**Dataset items:**

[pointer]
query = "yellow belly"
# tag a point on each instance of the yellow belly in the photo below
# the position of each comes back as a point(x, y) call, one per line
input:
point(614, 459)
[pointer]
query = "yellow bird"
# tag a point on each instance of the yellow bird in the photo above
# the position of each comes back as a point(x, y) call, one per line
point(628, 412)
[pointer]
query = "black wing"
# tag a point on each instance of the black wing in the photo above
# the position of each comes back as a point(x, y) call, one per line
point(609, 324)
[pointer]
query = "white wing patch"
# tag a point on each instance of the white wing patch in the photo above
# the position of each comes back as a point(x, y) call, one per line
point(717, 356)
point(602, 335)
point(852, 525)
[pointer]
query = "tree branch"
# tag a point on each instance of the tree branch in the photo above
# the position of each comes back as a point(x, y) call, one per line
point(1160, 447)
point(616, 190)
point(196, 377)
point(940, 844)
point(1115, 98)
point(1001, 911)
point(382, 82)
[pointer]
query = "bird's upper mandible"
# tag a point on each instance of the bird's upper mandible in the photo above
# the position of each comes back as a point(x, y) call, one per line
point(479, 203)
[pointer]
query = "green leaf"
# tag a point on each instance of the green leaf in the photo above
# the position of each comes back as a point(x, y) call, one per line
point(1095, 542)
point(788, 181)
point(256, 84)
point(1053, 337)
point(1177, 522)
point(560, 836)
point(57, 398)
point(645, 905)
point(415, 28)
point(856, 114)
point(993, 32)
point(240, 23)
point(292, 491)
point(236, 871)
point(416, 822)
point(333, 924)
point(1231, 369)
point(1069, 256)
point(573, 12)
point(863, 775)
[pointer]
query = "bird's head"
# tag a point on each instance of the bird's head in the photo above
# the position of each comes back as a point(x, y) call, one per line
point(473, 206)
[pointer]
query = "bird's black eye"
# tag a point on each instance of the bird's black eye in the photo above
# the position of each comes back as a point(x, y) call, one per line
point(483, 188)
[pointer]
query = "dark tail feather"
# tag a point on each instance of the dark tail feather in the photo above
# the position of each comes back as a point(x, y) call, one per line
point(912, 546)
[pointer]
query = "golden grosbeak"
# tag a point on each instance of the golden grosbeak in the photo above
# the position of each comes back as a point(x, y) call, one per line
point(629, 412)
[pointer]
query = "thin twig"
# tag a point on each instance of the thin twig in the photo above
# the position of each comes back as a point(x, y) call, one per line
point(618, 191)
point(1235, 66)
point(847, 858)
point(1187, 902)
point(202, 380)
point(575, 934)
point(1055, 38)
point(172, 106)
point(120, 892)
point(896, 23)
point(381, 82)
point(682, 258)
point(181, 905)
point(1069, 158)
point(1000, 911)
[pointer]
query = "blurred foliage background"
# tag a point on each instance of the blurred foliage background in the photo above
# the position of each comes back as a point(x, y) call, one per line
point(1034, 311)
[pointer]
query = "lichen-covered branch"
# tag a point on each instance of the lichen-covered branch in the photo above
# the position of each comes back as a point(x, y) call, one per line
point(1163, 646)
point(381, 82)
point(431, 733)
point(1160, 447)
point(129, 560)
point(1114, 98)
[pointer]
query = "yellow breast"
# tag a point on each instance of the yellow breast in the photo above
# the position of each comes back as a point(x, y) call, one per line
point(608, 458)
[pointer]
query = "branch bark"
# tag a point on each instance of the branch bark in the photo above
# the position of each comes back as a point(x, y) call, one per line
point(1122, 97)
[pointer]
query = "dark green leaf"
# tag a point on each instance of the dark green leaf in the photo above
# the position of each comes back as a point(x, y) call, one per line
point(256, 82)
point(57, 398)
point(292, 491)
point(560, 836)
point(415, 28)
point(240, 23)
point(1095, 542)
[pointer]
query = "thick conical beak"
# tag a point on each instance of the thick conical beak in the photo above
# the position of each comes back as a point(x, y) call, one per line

**OBJECTIVE:**
Please format the lines above as a numbered list, leaving out any blank lines.

**RESPONSE TO THE EXERCISE:**
1. [pointer]
2. query = "yellow belly"
3. # tag a point on each instance of the yellow belly in the photo below
4. # the position of each comes back as a point(x, y) call, one per line
5. input:
6. point(614, 459)
7. [pointer]
8. query = "yellow bird"
9. # tag a point on each instance of the yellow bird in the photo above
10. # the position of each comes back as a point(x, y) call, one per line
11. point(628, 412)
12. [pointer]
13. query = "black wing"
14. # tag a point on each instance of the black wing in the photo above
15. # the position of each comes back as a point(x, y) call, one per line
16. point(609, 324)
17. [pointer]
18. query = "white wing patch"
19. # tag a point on each instance of the white wing patch in the photo above
20. # the position of each comes back as a point(x, y) call, one per line
21. point(717, 356)
22. point(602, 335)
23. point(852, 525)
24. [pointer]
25. query = "tree branch"
26. # tag a point on each instance of the tree branch in the photo above
27. # the position of each comes back as a point(x, y) call, one per line
28. point(1160, 447)
29. point(616, 190)
30. point(196, 377)
31. point(940, 844)
32. point(1115, 98)
33. point(1001, 911)
34. point(382, 82)
35. [pointer]
36. query = "bird's upper mandible"
37. # tag a point on each instance of the bird's upper mandible in the photo above
38. # the position of each comes back as a point(x, y) call, one per line
39. point(479, 203)
40. [pointer]
41. query = "green leaf"
42. # tag a point on each instance of the green leaf in the photo above
43. # the position of each comes back as a point(x, y) call, one per line
44. point(1095, 542)
45. point(788, 181)
46. point(256, 84)
47. point(1053, 337)
48. point(1177, 522)
49. point(560, 836)
50. point(57, 398)
51. point(645, 905)
52. point(415, 28)
53. point(856, 114)
54. point(993, 32)
55. point(240, 23)
56. point(292, 491)
57. point(236, 871)
58. point(416, 822)
59. point(333, 924)
60. point(1231, 369)
61. point(1069, 256)
62. point(573, 12)
63. point(863, 775)
64. [pointer]
65. query = "bird's head"
66. # tag a point on each instance of the bird's head in the photo above
67. # the position of each comes back as a point(x, y) call, one per line
68. point(473, 206)
69. [pointer]
70. query = "bird's black eye"
71. # tag a point on each instance of the bird's black eye in the photo above
72. # the position of each comes back as a point(x, y) call, one per line
73. point(483, 188)
74. [pointer]
75. query = "dark tail feather"
76. # tag a point on each instance of the dark tail feather in the photo above
77. # the position of each comes back as a point(x, y) call, one per line
78. point(912, 546)
79. [pointer]
80. query = "golden grosbeak"
81. # tag a point on each instance of the golden grosbeak in the photo above
82. # the position of each comes back as a point(x, y) call, one per line
83. point(629, 412)
84. [pointer]
85. query = "thin twig"
86. # tag a point on each instance of the thin twig in the photo above
87. # the position of each comes back as a point(x, y) call, one per line
88. point(618, 191)
89. point(1235, 66)
90. point(847, 858)
91. point(1187, 902)
92. point(202, 380)
93. point(575, 934)
94. point(1055, 38)
95. point(172, 106)
96. point(120, 892)
97. point(896, 23)
98. point(381, 82)
99. point(682, 258)
100. point(181, 905)
101. point(1069, 158)
102. point(1000, 911)
103. [pointer]
104. query = "blurred foliage background"
105. # tag a point on each instance of the blurred foliage background in the photo above
106. # the position of each comes back as a point(x, y) call, one per line
107. point(1034, 311)
108. [pointer]
109. query = "lichen-covered branch"
110. # tag a point on each instance of the lichen-covered branch in the photo above
111. # the position of each comes back as a point(x, y) call, one per line
112. point(1163, 646)
113. point(381, 82)
114. point(431, 733)
115. point(1160, 447)
116. point(129, 560)
117. point(1114, 98)
118. [pointer]
119. query = "yellow breast"
120. # tag a point on each instance of the yellow breast in the photo above
121. # the position of each comes back as a point(x, y) call, one per line
122. point(608, 458)
123. [pointer]
124. query = "branch bark"
125. # tag a point on each instance of the branch bark in the photo above
126. # the position of each comes back as a point(x, y) call, one per line
127. point(1122, 97)
128. [pointer]
129. query = "dark green leaf"
130. # tag a point on each instance of the dark green leaf in the photo above
131. # the position of each comes back as a point(x, y) call, one per line
132. point(256, 82)
133. point(57, 398)
134. point(292, 491)
135. point(560, 836)
136. point(415, 28)
137. point(240, 23)
138. point(1095, 542)
139. [pointer]
140. query = "thick conical beak"
141. # tag a point on each instance of the thick conical beak in the photo above
142. # the position of each comes back as a point(x, y) call, one per line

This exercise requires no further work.